Dataset entries
══════

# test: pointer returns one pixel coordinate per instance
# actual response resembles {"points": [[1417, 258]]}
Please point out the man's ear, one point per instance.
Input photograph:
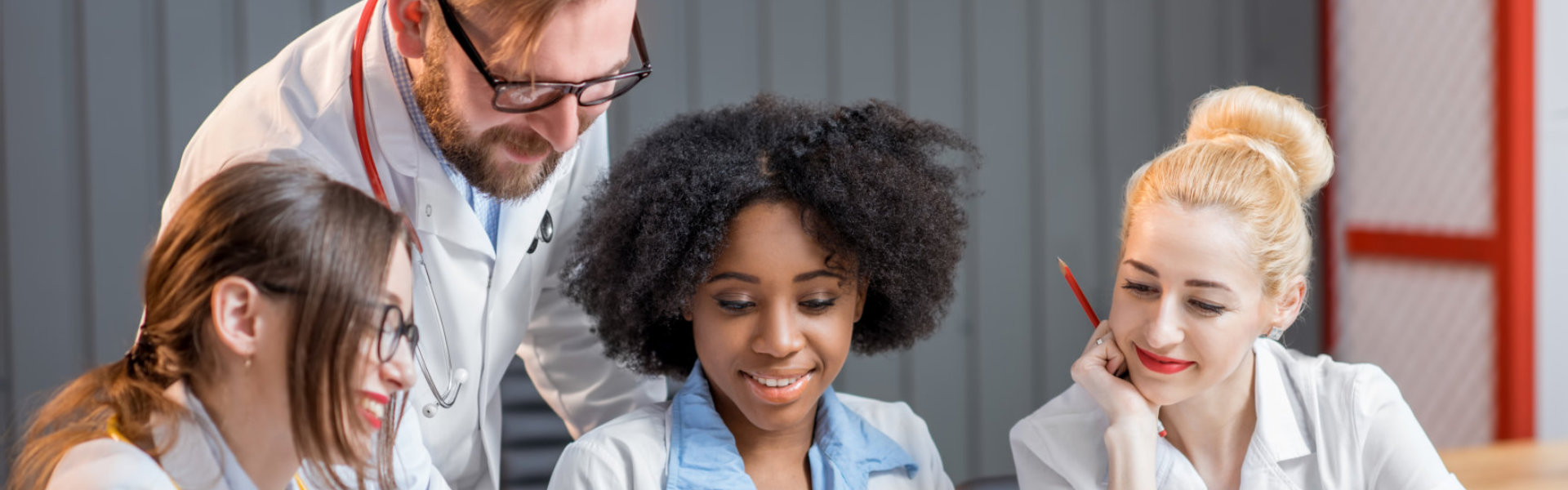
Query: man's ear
{"points": [[408, 27], [235, 305]]}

══════

Problem requirements – Retype the records in full. Do not carry over the images.

Task answer –
# test: pointer returns one pixel coordinate per instance
# actual response resembles {"points": [[1417, 258]]}
Please point out the man's ear, one point per instance.
Input photograph:
Query: man's ear
{"points": [[408, 27], [235, 305]]}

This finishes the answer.